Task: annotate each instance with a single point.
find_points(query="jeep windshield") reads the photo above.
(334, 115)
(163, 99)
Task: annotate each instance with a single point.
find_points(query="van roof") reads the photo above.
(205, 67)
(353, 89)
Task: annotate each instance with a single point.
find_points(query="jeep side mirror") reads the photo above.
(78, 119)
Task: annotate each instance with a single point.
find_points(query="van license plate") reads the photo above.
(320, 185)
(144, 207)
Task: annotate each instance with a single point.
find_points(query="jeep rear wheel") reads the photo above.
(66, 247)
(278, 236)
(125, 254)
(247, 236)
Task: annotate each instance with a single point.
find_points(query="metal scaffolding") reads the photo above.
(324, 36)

==

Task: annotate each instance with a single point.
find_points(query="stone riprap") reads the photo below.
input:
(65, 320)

## Task details
How many lines in the listing above contain the word "photo"? Reply with the number alone.

## Output for this exercise
7